* **TASK DESCRIPTION**
Count, in the entries, the lines with "positive". Answer with the number only.

(Segmentation mask data)
"""

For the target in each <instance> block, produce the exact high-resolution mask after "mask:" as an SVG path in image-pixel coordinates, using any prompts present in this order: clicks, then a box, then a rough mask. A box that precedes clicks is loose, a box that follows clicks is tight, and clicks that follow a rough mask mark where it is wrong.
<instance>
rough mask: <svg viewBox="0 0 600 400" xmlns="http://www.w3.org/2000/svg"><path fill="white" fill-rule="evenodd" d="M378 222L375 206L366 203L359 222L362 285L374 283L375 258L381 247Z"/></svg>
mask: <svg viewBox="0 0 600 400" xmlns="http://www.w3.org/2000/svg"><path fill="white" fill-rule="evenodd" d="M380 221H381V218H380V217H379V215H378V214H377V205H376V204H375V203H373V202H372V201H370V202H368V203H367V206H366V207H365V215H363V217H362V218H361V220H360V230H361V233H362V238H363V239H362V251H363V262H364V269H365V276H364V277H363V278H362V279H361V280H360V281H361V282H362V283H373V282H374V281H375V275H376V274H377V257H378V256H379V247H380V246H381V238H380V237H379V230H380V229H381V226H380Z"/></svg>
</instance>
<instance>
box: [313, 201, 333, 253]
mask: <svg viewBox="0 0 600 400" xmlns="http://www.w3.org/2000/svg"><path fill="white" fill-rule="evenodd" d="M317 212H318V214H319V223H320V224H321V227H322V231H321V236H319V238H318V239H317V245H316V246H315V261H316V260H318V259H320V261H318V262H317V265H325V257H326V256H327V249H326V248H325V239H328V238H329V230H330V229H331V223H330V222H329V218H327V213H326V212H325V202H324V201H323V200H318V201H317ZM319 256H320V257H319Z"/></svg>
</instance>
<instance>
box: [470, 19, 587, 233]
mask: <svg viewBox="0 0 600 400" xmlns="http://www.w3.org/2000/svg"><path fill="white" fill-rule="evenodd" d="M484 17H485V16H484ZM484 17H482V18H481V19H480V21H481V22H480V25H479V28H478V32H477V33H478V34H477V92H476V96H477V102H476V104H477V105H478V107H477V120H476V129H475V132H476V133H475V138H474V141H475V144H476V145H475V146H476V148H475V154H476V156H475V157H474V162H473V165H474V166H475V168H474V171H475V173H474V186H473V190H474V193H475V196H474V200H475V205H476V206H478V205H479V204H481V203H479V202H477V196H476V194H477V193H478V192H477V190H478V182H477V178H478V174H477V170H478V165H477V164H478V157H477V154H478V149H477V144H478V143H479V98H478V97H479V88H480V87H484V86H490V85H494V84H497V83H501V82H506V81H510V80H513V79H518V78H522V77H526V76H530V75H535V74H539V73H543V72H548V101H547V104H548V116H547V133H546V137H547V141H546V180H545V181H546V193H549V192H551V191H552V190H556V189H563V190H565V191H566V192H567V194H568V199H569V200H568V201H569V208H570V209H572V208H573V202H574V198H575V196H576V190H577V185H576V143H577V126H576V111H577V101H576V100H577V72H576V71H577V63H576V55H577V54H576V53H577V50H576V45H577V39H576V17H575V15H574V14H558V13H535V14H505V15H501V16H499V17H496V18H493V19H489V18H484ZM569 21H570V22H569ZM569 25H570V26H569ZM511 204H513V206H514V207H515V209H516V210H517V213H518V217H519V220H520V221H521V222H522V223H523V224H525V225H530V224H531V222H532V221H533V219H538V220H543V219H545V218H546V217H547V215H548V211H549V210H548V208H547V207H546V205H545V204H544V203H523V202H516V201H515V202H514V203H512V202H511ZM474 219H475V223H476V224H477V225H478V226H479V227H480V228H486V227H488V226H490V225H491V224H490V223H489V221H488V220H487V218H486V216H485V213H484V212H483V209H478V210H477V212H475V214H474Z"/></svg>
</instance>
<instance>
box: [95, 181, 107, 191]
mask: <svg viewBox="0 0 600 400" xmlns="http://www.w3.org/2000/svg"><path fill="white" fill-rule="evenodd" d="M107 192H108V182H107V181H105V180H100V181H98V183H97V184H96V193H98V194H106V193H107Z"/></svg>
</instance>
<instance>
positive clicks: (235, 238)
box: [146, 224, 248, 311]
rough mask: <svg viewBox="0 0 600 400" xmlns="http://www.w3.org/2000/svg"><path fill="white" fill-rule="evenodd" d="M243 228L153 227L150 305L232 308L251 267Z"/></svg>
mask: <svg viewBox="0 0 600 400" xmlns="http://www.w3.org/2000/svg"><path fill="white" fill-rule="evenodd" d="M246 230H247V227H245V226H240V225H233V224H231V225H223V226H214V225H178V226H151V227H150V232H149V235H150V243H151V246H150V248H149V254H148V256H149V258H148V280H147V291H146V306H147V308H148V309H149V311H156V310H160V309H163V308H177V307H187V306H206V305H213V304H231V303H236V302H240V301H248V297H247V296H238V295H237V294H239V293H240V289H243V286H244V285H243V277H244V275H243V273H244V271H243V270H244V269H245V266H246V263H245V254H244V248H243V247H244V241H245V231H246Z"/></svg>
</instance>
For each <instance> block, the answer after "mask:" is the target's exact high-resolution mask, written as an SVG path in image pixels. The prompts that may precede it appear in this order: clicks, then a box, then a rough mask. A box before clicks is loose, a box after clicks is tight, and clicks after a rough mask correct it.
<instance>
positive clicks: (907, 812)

"""

* **EXERCISE SOLUTION**
2